• _EXERCISE DIRECTIONS_: Copy all of the entries below word for word, but leave out the pictures.
BEGIN EXERCISE MATERIAL
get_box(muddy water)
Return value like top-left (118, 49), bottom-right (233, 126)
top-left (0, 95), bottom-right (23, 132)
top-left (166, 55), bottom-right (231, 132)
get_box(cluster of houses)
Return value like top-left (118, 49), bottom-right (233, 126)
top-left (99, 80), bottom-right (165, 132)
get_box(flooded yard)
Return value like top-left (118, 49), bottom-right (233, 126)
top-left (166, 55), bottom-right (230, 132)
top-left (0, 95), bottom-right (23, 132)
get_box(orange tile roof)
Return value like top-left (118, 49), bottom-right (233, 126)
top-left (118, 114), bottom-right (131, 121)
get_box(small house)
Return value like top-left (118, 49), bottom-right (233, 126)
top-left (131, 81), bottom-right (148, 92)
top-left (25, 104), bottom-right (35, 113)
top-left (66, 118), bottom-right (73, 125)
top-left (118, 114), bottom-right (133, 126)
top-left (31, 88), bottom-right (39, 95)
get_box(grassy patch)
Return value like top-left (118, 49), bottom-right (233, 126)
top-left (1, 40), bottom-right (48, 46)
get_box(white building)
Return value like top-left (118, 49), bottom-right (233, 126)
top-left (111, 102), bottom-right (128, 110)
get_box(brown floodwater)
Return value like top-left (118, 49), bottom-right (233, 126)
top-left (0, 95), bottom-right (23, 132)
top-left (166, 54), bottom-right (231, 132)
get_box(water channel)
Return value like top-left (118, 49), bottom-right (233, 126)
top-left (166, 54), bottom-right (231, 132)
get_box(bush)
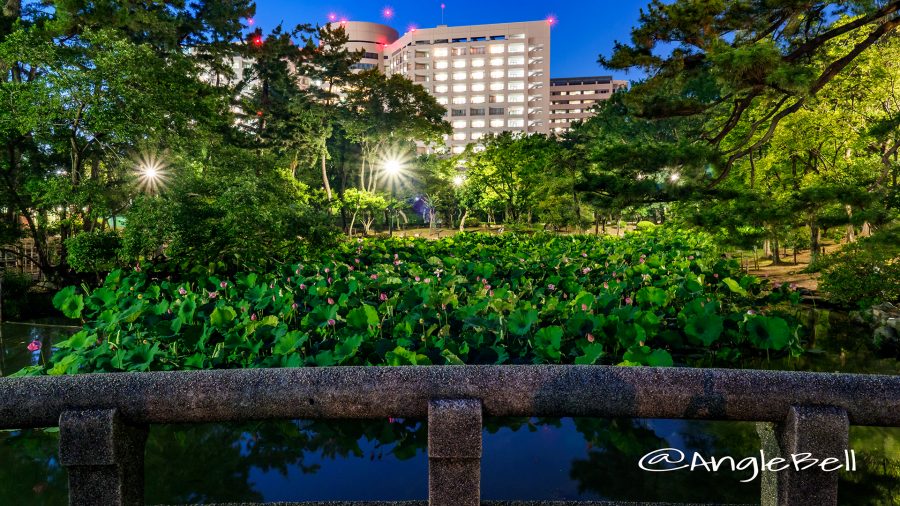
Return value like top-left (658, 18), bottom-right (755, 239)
top-left (635, 221), bottom-right (656, 232)
top-left (0, 272), bottom-right (34, 320)
top-left (66, 231), bottom-right (122, 273)
top-left (819, 229), bottom-right (900, 308)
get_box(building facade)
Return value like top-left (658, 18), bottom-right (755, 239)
top-left (342, 21), bottom-right (550, 153)
top-left (549, 76), bottom-right (628, 134)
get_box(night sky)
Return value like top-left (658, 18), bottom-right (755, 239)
top-left (254, 0), bottom-right (647, 79)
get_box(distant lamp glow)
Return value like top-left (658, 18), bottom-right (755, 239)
top-left (135, 153), bottom-right (169, 195)
top-left (384, 158), bottom-right (403, 177)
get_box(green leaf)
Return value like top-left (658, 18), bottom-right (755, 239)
top-left (209, 306), bottom-right (237, 327)
top-left (53, 286), bottom-right (84, 318)
top-left (634, 286), bottom-right (667, 307)
top-left (722, 278), bottom-right (748, 297)
top-left (507, 309), bottom-right (538, 336)
top-left (534, 326), bottom-right (563, 362)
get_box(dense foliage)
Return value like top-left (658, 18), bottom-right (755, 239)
top-left (12, 230), bottom-right (800, 374)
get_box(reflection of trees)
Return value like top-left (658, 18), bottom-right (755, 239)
top-left (0, 430), bottom-right (68, 505)
top-left (145, 419), bottom-right (427, 504)
top-left (838, 427), bottom-right (900, 506)
top-left (0, 418), bottom-right (900, 506)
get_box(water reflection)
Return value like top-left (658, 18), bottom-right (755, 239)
top-left (0, 311), bottom-right (900, 505)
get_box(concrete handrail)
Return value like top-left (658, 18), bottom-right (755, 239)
top-left (0, 365), bottom-right (900, 506)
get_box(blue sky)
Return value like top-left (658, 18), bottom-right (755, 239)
top-left (254, 0), bottom-right (647, 79)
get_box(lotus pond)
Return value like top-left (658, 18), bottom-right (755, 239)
top-left (0, 232), bottom-right (900, 505)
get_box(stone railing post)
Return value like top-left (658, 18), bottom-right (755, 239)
top-left (757, 406), bottom-right (850, 506)
top-left (59, 409), bottom-right (147, 506)
top-left (428, 399), bottom-right (481, 506)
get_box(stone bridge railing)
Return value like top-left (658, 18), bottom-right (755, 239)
top-left (0, 366), bottom-right (900, 506)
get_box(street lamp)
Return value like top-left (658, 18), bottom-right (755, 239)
top-left (384, 158), bottom-right (403, 237)
top-left (135, 153), bottom-right (169, 195)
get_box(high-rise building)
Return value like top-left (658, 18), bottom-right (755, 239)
top-left (342, 21), bottom-right (550, 153)
top-left (549, 76), bottom-right (628, 133)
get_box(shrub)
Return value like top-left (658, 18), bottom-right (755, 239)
top-left (819, 229), bottom-right (900, 308)
top-left (66, 230), bottom-right (122, 273)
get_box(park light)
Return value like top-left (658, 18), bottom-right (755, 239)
top-left (135, 153), bottom-right (169, 195)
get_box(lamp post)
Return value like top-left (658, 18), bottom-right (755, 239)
top-left (384, 158), bottom-right (403, 237)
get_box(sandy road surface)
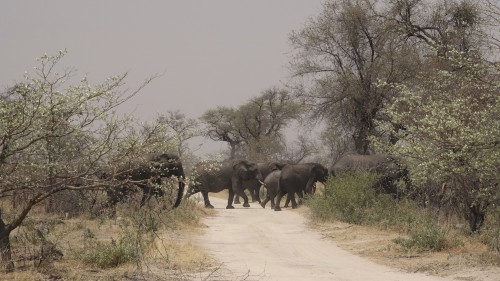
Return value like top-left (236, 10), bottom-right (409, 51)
top-left (199, 197), bottom-right (453, 281)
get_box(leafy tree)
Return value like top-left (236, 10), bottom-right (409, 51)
top-left (158, 110), bottom-right (201, 157)
top-left (386, 0), bottom-right (488, 57)
top-left (200, 106), bottom-right (243, 158)
top-left (379, 51), bottom-right (500, 231)
top-left (0, 51), bottom-right (166, 271)
top-left (290, 0), bottom-right (420, 154)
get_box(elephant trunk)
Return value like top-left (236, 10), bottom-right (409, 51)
top-left (174, 178), bottom-right (185, 209)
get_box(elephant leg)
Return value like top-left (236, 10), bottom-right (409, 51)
top-left (201, 191), bottom-right (214, 209)
top-left (286, 192), bottom-right (297, 209)
top-left (274, 190), bottom-right (285, 211)
top-left (139, 185), bottom-right (153, 207)
top-left (226, 189), bottom-right (237, 209)
top-left (250, 187), bottom-right (261, 203)
top-left (260, 192), bottom-right (274, 209)
top-left (230, 188), bottom-right (250, 208)
top-left (267, 192), bottom-right (276, 209)
top-left (234, 194), bottom-right (241, 204)
top-left (283, 196), bottom-right (290, 208)
top-left (297, 191), bottom-right (304, 205)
END EXERCISE MATERIAL
• _RESPONSE FOR THIS EXERCISE_:
get_box(muddy water)
Return value like top-left (118, 49), bottom-right (233, 126)
top-left (0, 95), bottom-right (23, 132)
top-left (166, 55), bottom-right (231, 132)
get_box(cluster of houses)
Return value like top-left (118, 49), bottom-right (233, 126)
top-left (99, 80), bottom-right (165, 132)
get_box(flooded yard)
Return value like top-left (118, 49), bottom-right (233, 126)
top-left (166, 55), bottom-right (230, 132)
top-left (0, 95), bottom-right (23, 132)
get_box(orange tile roof)
Return value like top-left (118, 49), bottom-right (233, 126)
top-left (118, 114), bottom-right (131, 121)
get_box(small house)
Return value like top-left (118, 49), bottom-right (233, 126)
top-left (131, 81), bottom-right (148, 92)
top-left (25, 104), bottom-right (35, 113)
top-left (66, 118), bottom-right (73, 125)
top-left (118, 114), bottom-right (133, 126)
top-left (31, 88), bottom-right (39, 95)
get_box(grassy patch)
Return value like top-left (118, 49), bottom-right (233, 126)
top-left (1, 40), bottom-right (48, 46)
get_box(white building)
Return value like top-left (118, 49), bottom-right (233, 126)
top-left (111, 102), bottom-right (128, 110)
get_box(brown floodwater)
Return value like top-left (118, 49), bottom-right (233, 126)
top-left (0, 95), bottom-right (23, 132)
top-left (166, 54), bottom-right (231, 132)
get_box(water channel)
Return value like top-left (118, 49), bottom-right (233, 126)
top-left (166, 54), bottom-right (231, 132)
get_box(bush)
Return value like top-left (658, 18), bottom-right (755, 239)
top-left (635, 221), bottom-right (656, 232)
top-left (0, 272), bottom-right (34, 320)
top-left (66, 231), bottom-right (122, 273)
top-left (819, 229), bottom-right (900, 308)
get_box(building facade)
Return value like top-left (658, 18), bottom-right (755, 239)
top-left (342, 21), bottom-right (550, 153)
top-left (549, 76), bottom-right (628, 134)
get_box(night sky)
Return value like top-left (658, 18), bottom-right (755, 239)
top-left (254, 0), bottom-right (647, 79)
get_box(distant lamp glow)
Return value like top-left (658, 18), bottom-right (755, 239)
top-left (135, 153), bottom-right (169, 195)
top-left (384, 158), bottom-right (403, 177)
get_box(green leaf)
Return value like top-left (658, 18), bottom-right (755, 239)
top-left (209, 306), bottom-right (237, 327)
top-left (53, 286), bottom-right (84, 318)
top-left (634, 286), bottom-right (667, 307)
top-left (722, 278), bottom-right (748, 297)
top-left (507, 309), bottom-right (538, 336)
top-left (534, 326), bottom-right (563, 362)
get_box(dense foliage)
Return value like top-left (658, 18), bottom-right (755, 239)
top-left (12, 230), bottom-right (800, 374)
get_box(reflection of trees)
Return value like top-left (658, 18), bottom-right (755, 239)
top-left (0, 430), bottom-right (68, 505)
top-left (145, 419), bottom-right (427, 504)
top-left (838, 427), bottom-right (900, 506)
top-left (0, 418), bottom-right (900, 506)
get_box(water reflection)
Return value like top-left (658, 18), bottom-right (755, 239)
top-left (0, 311), bottom-right (900, 505)
get_box(concrete handrail)
Return value like top-left (658, 18), bottom-right (755, 239)
top-left (0, 365), bottom-right (900, 506)
get_box(blue sky)
Return value like top-left (658, 18), bottom-right (755, 239)
top-left (254, 0), bottom-right (647, 79)
get_box(lotus pond)
Return value like top-left (658, 18), bottom-right (755, 239)
top-left (0, 232), bottom-right (900, 505)
get_box(stone railing post)
Return value like top-left (658, 18), bottom-right (755, 239)
top-left (757, 406), bottom-right (850, 506)
top-left (59, 409), bottom-right (147, 506)
top-left (428, 399), bottom-right (481, 506)
get_box(stone bridge railing)
Return value like top-left (658, 18), bottom-right (755, 239)
top-left (0, 366), bottom-right (900, 506)
get_box(street lamp)
Return value like top-left (658, 18), bottom-right (755, 239)
top-left (384, 158), bottom-right (403, 237)
top-left (135, 153), bottom-right (169, 195)
get_box(high-rise building)
Return value like top-left (658, 18), bottom-right (755, 239)
top-left (342, 21), bottom-right (550, 153)
top-left (549, 76), bottom-right (628, 133)
get_box(shrub)
Return value like top-left (658, 18), bottom-right (755, 239)
top-left (819, 229), bottom-right (900, 308)
top-left (66, 230), bottom-right (122, 273)
get_box(park light)
Return value like top-left (658, 18), bottom-right (755, 239)
top-left (135, 153), bottom-right (169, 195)
get_box(lamp post)
Return value like top-left (658, 18), bottom-right (755, 239)
top-left (384, 158), bottom-right (403, 237)
get_box(sandy road surface)
Return value like top-left (236, 10), bottom-right (409, 51)
top-left (199, 197), bottom-right (453, 281)
get_box(leafy tree)
Return value like top-left (236, 10), bottom-right (409, 51)
top-left (158, 110), bottom-right (201, 157)
top-left (386, 0), bottom-right (488, 57)
top-left (200, 106), bottom-right (243, 158)
top-left (379, 51), bottom-right (500, 231)
top-left (0, 51), bottom-right (166, 271)
top-left (290, 0), bottom-right (420, 154)
get_box(elephant trunk)
Return value like top-left (236, 10), bottom-right (409, 51)
top-left (174, 178), bottom-right (185, 209)
get_box(elephant leg)
Return value like top-left (236, 10), bottom-right (409, 51)
top-left (201, 191), bottom-right (214, 209)
top-left (286, 192), bottom-right (297, 209)
top-left (274, 190), bottom-right (285, 211)
top-left (139, 185), bottom-right (153, 207)
top-left (226, 189), bottom-right (237, 209)
top-left (250, 187), bottom-right (261, 203)
top-left (260, 192), bottom-right (274, 209)
top-left (230, 188), bottom-right (250, 208)
top-left (267, 192), bottom-right (276, 209)
top-left (234, 194), bottom-right (241, 204)
top-left (283, 196), bottom-right (290, 208)
top-left (297, 191), bottom-right (304, 205)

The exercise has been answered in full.